[Stored data entries]
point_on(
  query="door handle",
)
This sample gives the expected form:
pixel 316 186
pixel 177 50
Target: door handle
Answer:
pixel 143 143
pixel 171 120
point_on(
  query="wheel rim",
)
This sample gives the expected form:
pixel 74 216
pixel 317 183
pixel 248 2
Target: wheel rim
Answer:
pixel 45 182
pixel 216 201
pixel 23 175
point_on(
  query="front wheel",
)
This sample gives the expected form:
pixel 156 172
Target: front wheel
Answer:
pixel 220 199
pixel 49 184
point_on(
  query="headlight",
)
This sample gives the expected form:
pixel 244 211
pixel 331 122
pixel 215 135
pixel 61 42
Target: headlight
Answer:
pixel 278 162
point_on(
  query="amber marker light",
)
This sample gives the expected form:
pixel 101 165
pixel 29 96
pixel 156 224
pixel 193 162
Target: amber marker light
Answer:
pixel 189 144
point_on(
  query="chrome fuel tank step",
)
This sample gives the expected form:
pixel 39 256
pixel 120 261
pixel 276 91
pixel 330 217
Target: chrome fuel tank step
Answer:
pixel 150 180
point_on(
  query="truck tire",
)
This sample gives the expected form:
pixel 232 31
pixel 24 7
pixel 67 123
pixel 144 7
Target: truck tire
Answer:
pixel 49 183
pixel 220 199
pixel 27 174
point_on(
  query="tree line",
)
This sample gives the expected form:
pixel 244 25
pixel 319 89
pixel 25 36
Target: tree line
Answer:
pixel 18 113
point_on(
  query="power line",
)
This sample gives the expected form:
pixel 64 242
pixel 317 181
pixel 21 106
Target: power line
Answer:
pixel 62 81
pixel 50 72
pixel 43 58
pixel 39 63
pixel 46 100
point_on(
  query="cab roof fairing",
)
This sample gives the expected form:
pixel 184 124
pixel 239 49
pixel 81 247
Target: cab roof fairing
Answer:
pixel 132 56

_SHORT EXERCISE_.
Reproduce every line of the records above without changes.

_RESPONSE_.
point_on(
  query="door handle",
)
This sample gives the expected form:
pixel 316 186
pixel 177 50
Target: door handle
Answer:
pixel 143 143
pixel 171 120
point_on(
  query="wheel rim",
)
This sample gives the expected form:
pixel 74 216
pixel 317 183
pixel 248 2
Target: wheel rim
Answer:
pixel 45 182
pixel 216 201
pixel 23 175
point_on(
  query="front wheel",
)
This sample gives the expected form:
pixel 156 172
Target: front wheel
Answer:
pixel 220 199
pixel 49 184
point_on(
  query="headlight",
)
This sample gives the expected form:
pixel 244 211
pixel 331 122
pixel 215 135
pixel 61 42
Target: headlight
Answer:
pixel 278 162
point_on(
  query="amber marker light",
)
This sample gives the expected form:
pixel 101 165
pixel 29 96
pixel 156 224
pixel 193 162
Target: amber marker light
Answer:
pixel 189 144
point_on(
  query="chrome fuel tank step",
)
This sample gives the expected form:
pixel 39 256
pixel 120 261
pixel 276 91
pixel 330 217
Target: chrome fuel tank step
Answer:
pixel 150 180
point_on(
  query="truck tire",
)
This sample gives the expected form:
pixel 232 31
pixel 24 7
pixel 67 123
pixel 144 7
Target: truck tire
Answer:
pixel 49 183
pixel 220 199
pixel 27 174
point_on(
  query="tree line",
)
This sample gives the expected form:
pixel 244 25
pixel 319 89
pixel 25 36
Target: tree line
Answer:
pixel 18 113
point_on(
  query="power line",
)
This sample gives the expected form:
pixel 64 242
pixel 317 181
pixel 21 106
Target: power line
Answer:
pixel 62 81
pixel 50 72
pixel 43 58
pixel 39 63
pixel 46 100
point_on(
  query="cab roof fairing",
)
This sample gives the expected form:
pixel 184 124
pixel 239 49
pixel 81 247
Target: cab roof fairing
Answer:
pixel 132 56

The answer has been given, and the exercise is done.